--- START Source records ---
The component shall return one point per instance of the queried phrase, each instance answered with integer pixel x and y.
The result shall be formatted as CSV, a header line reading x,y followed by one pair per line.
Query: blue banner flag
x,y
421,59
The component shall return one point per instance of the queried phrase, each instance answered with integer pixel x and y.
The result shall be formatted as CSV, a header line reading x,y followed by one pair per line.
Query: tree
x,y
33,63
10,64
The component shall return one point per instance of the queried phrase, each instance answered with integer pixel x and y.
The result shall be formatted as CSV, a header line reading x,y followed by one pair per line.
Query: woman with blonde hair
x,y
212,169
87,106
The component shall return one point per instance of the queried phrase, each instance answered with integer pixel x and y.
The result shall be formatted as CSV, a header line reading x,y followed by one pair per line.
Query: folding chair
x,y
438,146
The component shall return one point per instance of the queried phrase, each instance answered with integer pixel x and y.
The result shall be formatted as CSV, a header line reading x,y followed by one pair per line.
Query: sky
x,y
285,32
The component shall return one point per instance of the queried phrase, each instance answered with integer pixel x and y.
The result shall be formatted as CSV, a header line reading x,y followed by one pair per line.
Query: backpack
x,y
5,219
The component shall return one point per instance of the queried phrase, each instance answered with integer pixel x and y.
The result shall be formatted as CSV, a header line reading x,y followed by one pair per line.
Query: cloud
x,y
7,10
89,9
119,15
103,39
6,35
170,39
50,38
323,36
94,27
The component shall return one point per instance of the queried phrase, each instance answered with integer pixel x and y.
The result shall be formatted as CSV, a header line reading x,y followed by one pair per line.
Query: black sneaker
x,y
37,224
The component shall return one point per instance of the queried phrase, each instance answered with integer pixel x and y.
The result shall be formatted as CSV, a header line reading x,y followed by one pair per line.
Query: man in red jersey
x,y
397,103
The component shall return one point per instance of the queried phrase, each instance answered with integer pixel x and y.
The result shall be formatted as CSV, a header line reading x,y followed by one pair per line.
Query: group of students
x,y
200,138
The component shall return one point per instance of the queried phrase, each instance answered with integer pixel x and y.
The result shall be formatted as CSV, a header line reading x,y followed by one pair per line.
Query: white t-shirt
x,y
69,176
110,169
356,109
--- END Source records ---
__Written problem__. Transcribe every entry exactly.

__Written response__.
The component shall return one point per instance of the queried phrase, each instance answered with integer pixel x and y.
The result shall be formatted as CSV, a header line reading x,y followed by one pair per line.
Query: blue banner flag
x,y
421,59
The component shall return one point per instance of the queried phrase, each instance answered with integer pixel x and y.
The result shall be formatted as CSV, a header line reading x,y followed by one pair per line.
Query: tree
x,y
33,63
10,64
The component shall return one point per instance of the queried phrase, each instance answered with integer pixel x and y.
The result shall be formatted as CSV, a header line reading x,y followed by one pair per line.
Query: woman with blonde hair
x,y
212,169
87,106
The component shall return one point per instance of the queried phrase, each instance answered with integer pixel x and y.
The result shall be formatted as CSV, a header line reading x,y followed by one pair per line.
Query: folding chair
x,y
438,146
The component shall return one point per instance of the queried phrase, each instance answered with integer pixel x and y.
The result shall be formatted as CSV, a header line reading x,y followed by one pair per line.
Query: sky
x,y
285,32
The component shall return one point per instance of the queried phrase, each instance answered with integer pixel x and y.
The result shall be formatted as CSV, a header line reading x,y followed by one pair per line.
Query: backpack
x,y
5,219
The component shall return one point per instance of the queried phrase, each instance answered with integer pixel x and y.
The result shall be formatted as CSV, a header line reading x,y followed by one pair per line.
Query: cloud
x,y
7,10
89,9
119,15
103,39
6,35
170,39
50,38
323,36
94,27
The component shall return one point per instance of the queried phrase, each instance answered with integer pixel x and y.
The result shall be formatted as CSV, a header line reading x,y followed by one pair per line.
Query: black sneaker
x,y
37,224
The component shall return one point per instance of the queried phrase, each instance answered with integer pixel x and y.
The result shall be formatted as CSV, a header line reading x,y followed by one pair per line.
Query: man in red jersey
x,y
397,103
The component shall return one point per instance of the queried phrase, each instance answered with integer pixel x and y.
The result shall be formatted as CSV, a header line reading x,y followed by one pair per line.
Query: group of students
x,y
200,138
The component shall return one point per instance of the queried phrase, each instance answered with integer pixel x and y.
The result shall be formatted as CSV, a header line reading x,y followed by one pair per line.
Query: white t-shirt
x,y
69,176
110,169
356,109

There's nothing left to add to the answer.